Data supplied:
[Start of section]
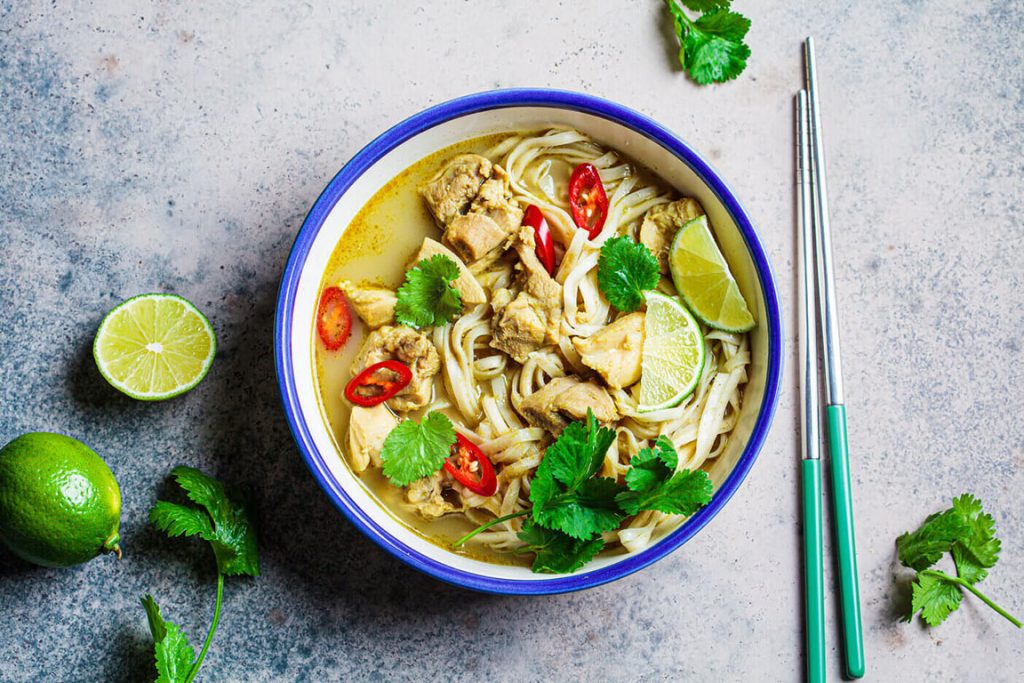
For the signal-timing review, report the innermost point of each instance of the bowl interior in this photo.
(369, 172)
[End of section]
[Start of section]
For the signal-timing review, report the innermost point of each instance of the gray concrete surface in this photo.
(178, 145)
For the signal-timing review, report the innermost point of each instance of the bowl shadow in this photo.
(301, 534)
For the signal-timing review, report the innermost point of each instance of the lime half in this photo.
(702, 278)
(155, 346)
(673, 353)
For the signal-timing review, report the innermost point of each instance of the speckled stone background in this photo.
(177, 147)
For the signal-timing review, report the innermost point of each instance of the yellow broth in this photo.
[End of section]
[Start of section]
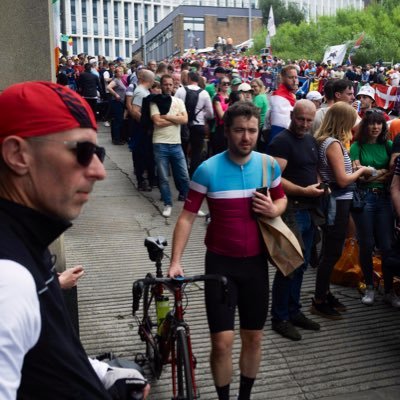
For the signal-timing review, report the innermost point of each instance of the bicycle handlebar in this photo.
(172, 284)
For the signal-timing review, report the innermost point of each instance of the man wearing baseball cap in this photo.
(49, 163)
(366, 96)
[End of section]
The task:
Once you reach the line with "surface in this photo." in the data above, copy it and every line after it exactly, up to and including the line with "broth in this photo.".

Answer to this task:
For the signal-timing review, report the innermost point of each instance of the gray concrete surface in this photo.
(178, 145)
For the signal-timing review, report the innermost point of each instance of the bowl shadow in this photo.
(301, 534)
For the signal-timing review, report the innermost point of each instance of the lime half in this photo.
(702, 278)
(155, 346)
(673, 353)
For the signal-timing review, report the innermost point of each instance of the speckled stone background in this photo.
(177, 147)
For the signal-timing review, report the innermost point of each instance of the yellow broth in this photo.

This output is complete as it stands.